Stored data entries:
────────

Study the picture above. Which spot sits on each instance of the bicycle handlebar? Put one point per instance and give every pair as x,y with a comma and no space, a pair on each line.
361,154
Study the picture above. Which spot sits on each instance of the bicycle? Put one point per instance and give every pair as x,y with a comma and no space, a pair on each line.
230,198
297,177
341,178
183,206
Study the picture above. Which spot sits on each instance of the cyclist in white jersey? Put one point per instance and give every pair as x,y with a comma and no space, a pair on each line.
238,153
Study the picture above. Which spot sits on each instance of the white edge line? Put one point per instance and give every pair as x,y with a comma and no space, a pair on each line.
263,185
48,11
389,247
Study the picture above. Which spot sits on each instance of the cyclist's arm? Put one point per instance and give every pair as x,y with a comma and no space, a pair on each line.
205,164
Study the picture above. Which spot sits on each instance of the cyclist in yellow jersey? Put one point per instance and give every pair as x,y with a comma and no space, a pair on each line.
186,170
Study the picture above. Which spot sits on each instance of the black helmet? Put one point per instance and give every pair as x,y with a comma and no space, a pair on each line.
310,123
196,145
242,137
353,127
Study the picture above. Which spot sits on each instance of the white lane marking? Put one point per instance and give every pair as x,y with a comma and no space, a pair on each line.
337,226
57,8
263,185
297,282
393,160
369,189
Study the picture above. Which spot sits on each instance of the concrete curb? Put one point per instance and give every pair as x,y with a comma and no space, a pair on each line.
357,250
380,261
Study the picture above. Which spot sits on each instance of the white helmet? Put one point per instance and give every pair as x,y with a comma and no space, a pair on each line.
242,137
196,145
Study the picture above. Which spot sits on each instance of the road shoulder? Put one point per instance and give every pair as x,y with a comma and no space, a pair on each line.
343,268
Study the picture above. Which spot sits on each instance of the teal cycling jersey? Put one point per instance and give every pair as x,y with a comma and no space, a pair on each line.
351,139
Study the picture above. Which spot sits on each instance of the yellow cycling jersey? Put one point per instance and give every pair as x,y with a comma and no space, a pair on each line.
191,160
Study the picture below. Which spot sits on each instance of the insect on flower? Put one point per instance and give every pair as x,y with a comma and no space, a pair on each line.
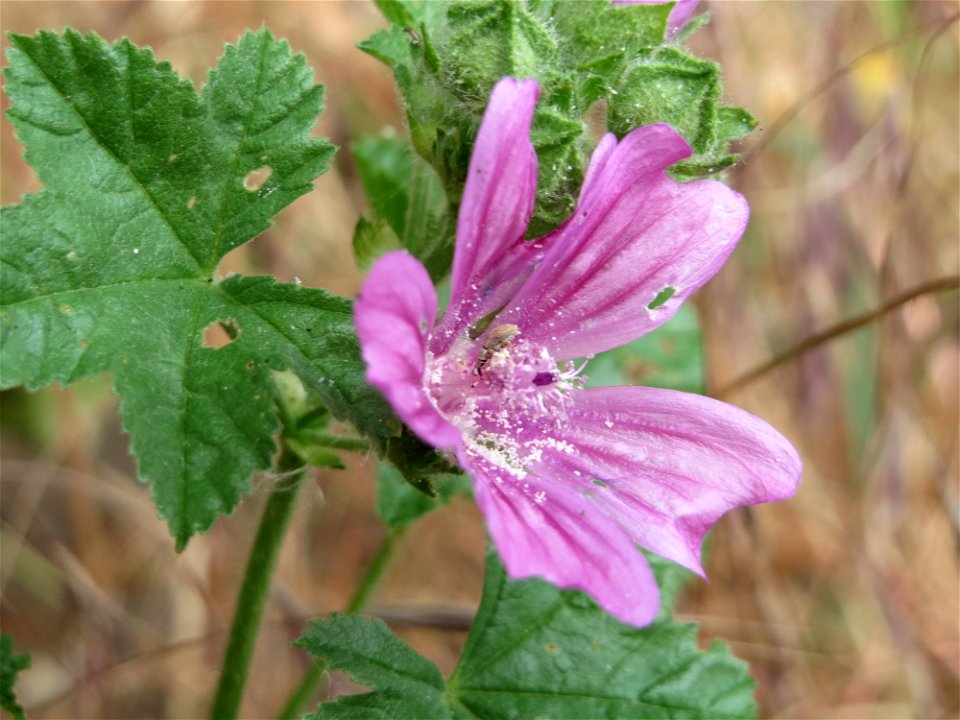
571,479
500,337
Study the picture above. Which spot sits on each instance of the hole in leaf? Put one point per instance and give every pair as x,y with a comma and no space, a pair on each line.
662,297
255,179
220,333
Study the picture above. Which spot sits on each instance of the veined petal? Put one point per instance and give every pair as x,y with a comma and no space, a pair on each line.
665,465
394,314
547,530
637,246
491,258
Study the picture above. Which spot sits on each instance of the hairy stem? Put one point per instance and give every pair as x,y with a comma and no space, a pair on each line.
256,586
361,596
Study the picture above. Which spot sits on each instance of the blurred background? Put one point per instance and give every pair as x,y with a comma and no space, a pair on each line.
844,600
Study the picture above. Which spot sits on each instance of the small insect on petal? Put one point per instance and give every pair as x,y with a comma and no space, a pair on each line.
500,337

────────

- [About this exercise] A verbatim copy of every entry is wanted; the pictures stay out of it.

- [Task solution]
Study the picture above. Which spot sits on each instance of the bicycle handlebar? Put one point per instance and give every pair as x,y with a comma and no space, a pair on each line.
361,154
Study the picture above. Which spot sits on each instance of the bicycle? Put one point per instance and give every pair as x,y with a comma and no space, a pair on each line.
230,198
297,177
341,178
183,206
Study the picture above. Which spot sits on each instance of the cyclist in white jersey? Put one point per instance and give every pair as x,y with a comma and no space, a pair on each line.
238,153
Study the picture above. Which spot sits on each instance of the white edge line? Put one point per instance and give every pair as x,y with a comma and no space, a pair on each line.
263,185
48,11
389,247
Study the picture above. Which spot sits on each instance of the cyclist's arm? Put one point per instance and give every pair as x,y with a comma and no space, a pair on each line.
205,164
Study the picture above. Which spot sits on each instance of the cyclist in yellow jersey? Put one point per instance and give every pair as x,y with a comma and no space, a pair on each line.
186,170
Study the picture above. Which spot sits on each instance of the black helmet? Put one point per instance and give every pair as x,y with a comma and no space, a pair on each line.
310,123
196,145
242,137
353,127
Study the picture above. Which spot sits on each instance of the white lane marking? Put one point per instance and give every pair as x,y with a comma and no space, a pair on each line.
337,226
57,8
263,185
297,282
393,160
369,189
Study the picture above. Which spot sits on each instance of the concrete curb? Put one point per instance and give every pair as x,y with a comma and no space, a pair on each line.
357,250
380,261
Study the picture above. Which spot sits on each instance of the white helmet? Put one point per instance and give every pair as x,y with a comma and no space, a pair on each line.
242,137
196,145
Study the picture above. Which spot sits on each instance of the road shoulder? Put one point per instance and give every pair as x,y with a comma and no space, a pair on each line.
343,268
Study the picture above. Which spot sits on each instance of the teal cycling jersey? Put one point per instance and give every pair as x,y with a comma and no space, a pair on each line.
351,139
Study the picture above. Which spot sits on each instance of the yellow cycling jersey? Put one point per instance and give every pair as x,y with a comma and no space, a pair on each line.
191,160
Study the picture below. Which spot sits on each instance of the insect on flower? Put one point per instance and give every pair as x,y with a comma and no space, a pair on each line.
571,479
500,337
Study the picture above. Which spot sits on each instance of the hole in leaf? Put one point per instance and give every pair as x,y with a comma and no space, a pair on each line.
662,297
255,179
220,333
Study the picture above. Which spot sits on each instance of the veined petal? Put one point per instance and give every pair as x,y with a comma and no space, a pair on each line.
665,465
394,314
547,530
637,246
491,258
Study the picture above. Which spot sits on each instance of the hairy stem? Put one point per instance and give every pair as x,y with a comma and no space, a pair on each line.
256,586
361,596
Study the picture above. Which spot sits on each instance of the blurred background? Put one point per instance and give every pair as x,y with a comma and no space, a pair on each line.
844,600
Study the picture above. Which spot sits on each instance of the small insect on petal? Put one point per instance and give every pair as x,y with a comma and no space, a pair on each line.
500,337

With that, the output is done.